La maîtresse de Rome - Kate Quinn




"Je promets de supporter le feu,
les chaînes, les coups, la mort par le fer."

Serment des gladiateurs.

















Jeux du cirque, banquets, orgies, complots... Dans cette formidable saga antique, Kate Quinn fait revivre avec panache l'univers dépravé et sanglant de la Rome du 1er siècle.


Jeune esclave juive soumise aux caprices de l'arrogante Lepida Pollia, sa maîtresse, Thea connaît pour la première fois le bonheur dans les bras du gladiateur Arius le Barbare, la nouvelle coqueluche de Rome. Mais leur idylle attise la jalousie de Lepida, qui s'emploie de son mieux à les séparer.
Cette dernière n'est pas le seul obstacle à se présenter sur la route des deux amants. Grâce à ses talents de musicienne, la belle Thea ne tarde pas à être remarquée de l'aristocratie romaine... et d'un dangereux admirateur : l'empereur Domitien, un homme brillant mais cruel qui en fait sa favorite. Devenue la femme la plus influente de Rome, Thea doit plus que jamais garder son amour pour Arius secret.


Fille d'un historien, l'Américaine Kate Quinn a été bercée d'anecdotes sur Jules César ou Alexandre le Grand. "La maîtresse de Rome" est son premier roman. elle vient d'en publier la suite aux États-Unis.
Génialissiiiiiiiiiiiiiiiiiiiiiiiime !!!!

Comme c'est bon de tomber sur ce type de lire qui fait penser qu'il y en a tant qu'on a pas encore lus.
Trop de points positifs pour les énumérer les uns après les autres donc je garde le plus important.
Le bonheur !
A chaque page tournée...
Il y a plusieurs narrateurs qui nous font passer par tout un maelström d'émotions. Mais la plupart du temps, je me disais « Elle (l'auteure) peut pas leurs fait ça ! Non ! Non ! C'est trop horrible »
A aucun moment je n'ai eu envie de fermer mon livre.
Impossible.
Et le premier réflexe quand je l'ai fini à été d'acheter la suite L'impératrice des sept collines que je vais m'empresser de lire et d'en faire une chronique.

Un livre à ne pas manquer ! 
 
(Attention spoiler)
Elle resta assise devant le feu comme une poupée de chiffon tandis qu’Arius nettoyait doucement les croûtes de boue et de sang sur son visage.

À faire:
1) Renvoyez tel quel le passage du texte sur « La maîtresse de Rome » qui va de « Et le premier » jusqu'à « ne pas manquer ! ».
2) Reprenez le texte sur « La maîtresse de Rome » et poursuivez-le après sa dernière phrase.

Données extraites:
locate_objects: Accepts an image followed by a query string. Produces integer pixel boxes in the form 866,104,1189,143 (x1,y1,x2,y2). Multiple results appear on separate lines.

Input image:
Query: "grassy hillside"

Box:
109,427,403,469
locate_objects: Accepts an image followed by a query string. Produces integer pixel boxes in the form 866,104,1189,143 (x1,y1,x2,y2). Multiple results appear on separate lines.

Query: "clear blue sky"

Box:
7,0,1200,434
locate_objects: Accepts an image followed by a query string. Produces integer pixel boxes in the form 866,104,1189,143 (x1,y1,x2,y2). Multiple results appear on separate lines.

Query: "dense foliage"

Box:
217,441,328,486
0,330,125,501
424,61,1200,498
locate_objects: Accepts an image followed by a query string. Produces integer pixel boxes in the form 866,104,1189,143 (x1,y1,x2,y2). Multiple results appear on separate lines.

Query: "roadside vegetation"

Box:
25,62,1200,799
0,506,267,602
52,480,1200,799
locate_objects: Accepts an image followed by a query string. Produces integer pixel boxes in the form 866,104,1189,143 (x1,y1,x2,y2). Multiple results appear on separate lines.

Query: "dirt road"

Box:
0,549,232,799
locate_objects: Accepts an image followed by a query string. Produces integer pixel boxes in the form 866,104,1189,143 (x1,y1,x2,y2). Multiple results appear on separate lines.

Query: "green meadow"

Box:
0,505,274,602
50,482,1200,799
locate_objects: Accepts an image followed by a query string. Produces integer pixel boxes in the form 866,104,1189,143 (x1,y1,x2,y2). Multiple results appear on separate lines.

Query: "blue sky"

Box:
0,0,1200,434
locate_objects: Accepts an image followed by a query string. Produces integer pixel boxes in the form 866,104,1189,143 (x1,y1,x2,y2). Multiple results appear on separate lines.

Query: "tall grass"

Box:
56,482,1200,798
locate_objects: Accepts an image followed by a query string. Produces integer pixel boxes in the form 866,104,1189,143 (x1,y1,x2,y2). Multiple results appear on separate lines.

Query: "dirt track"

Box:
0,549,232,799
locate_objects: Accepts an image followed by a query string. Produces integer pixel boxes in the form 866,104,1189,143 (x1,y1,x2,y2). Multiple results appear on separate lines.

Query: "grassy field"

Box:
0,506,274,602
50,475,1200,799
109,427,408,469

Réponses:
1)
Et le premier réflexe quand je l'ai fini à été d'acheter la suite L'impératrice des sept collines que je vais m'empresser de lire et d'en faire une chronique.

Un livre à ne pas manquer !

2)
Il l’a pris, comme ça, répétait-elle sans cesse. Il l’a pris et il m’a jetée dehors.
Arius sentait la rage monter en lui, mais il la contint.
Montre-moi tes mains, dit-il.

Trois doigts cassés. Il les banda et les éclissa, comme il avait si souvent vu le médecin de la caserne le faire pour lui, tout en écoutant par morceaux le reste de l’histoire. Dame Flavie. Malgré son angoisse pour son fils, Arius sentit un brusque chagrin l’envahir en pensant à celle qui l’avait libéré des jeux du cirque. Peut-être serait-elle bientôt morte, disparue. Plus jamais elle ne s’assoirait dans l’atrium ensoleillé pour broder un châle, plus jamais elle ne s’enfoncerait dans les entrailles du grand amphithéâtre pour arracher des enfants aux griffes de la mort. Dame Flavie, qui lui avait permis d’avoir une hutte à lui, qui le taquinait parce qu’il gâtait ses raisins... Le matin qui avait précédé l’arrivée de Thea, des prétoriens avaient fait une rapide descente à la villa, mais sans pousser leurs recherches jusqu’aux vignes éloignées, et Arius n’avait pas attaché d’importance particulière à cette visite.
Chut, dit-il à Thea. Dors, maintenant.
Mais Vix...
Nous le récupérerons.
En esprit, il voyait Vix se jetant sur l’empereur, le couteau de table à la main. Pourquoi avait-il appris au garçon à se battre ?
Je ne pourrai pas dormir, dit-elle.
Mais ses paupières se fermaient déjà quand il la porta sur le lit. En la posant, il vit son visage se contracter de douleur.
Qu’est-ce que c’est ?
Rien... mes côtes...
Il tendit la main vers l’agrafe de sa robe.
Non ! fit-elle en le repoussant faiblement. Non, c’est seulement un bleu...
Il souleva la soie froissée, chercha à tâtons les côtes fêlées, mais ne trouva qu’un hématome. Verdâtre. Il n’était donc pas récent, mais datait de plusieurs jours. Et comment avait-elle pu se faire un bleu à cet endroit... sous le sein ? Et un bleu d’une forme aussi bizarre ?
Ses doigts en trouvèrent un autre, puis un autre encore.
Il écarta le reste du tissu de la robe.
Arius, non... fit Thea d’une voix qui n’était qu’un murmure.
À la lueur du feu, les contusions, les cicatrices, les marques de brûlures étaient presque invisibles. Mais pas pour ses mains, qui les découvraient toutes.
Arius...
Il la regarda. Il ne sut pas ce qu’exprimait son visage, car elle avait levé le bras comme pour se cacher les yeux. Mais, pour la première fois, il vit que les petites lignes des cicatrices du couteau montaient désormais presque jusqu’à son coude.
Il tendit la main pour lui toucher le visage, mais s’arrêta net. Tout le corps de Thea s’était contracté, et elle tremblait. Il retira sa main, rajusta la robe autour d’elle.
Tu as raison, dit-il. Ce ne sont que des bleus.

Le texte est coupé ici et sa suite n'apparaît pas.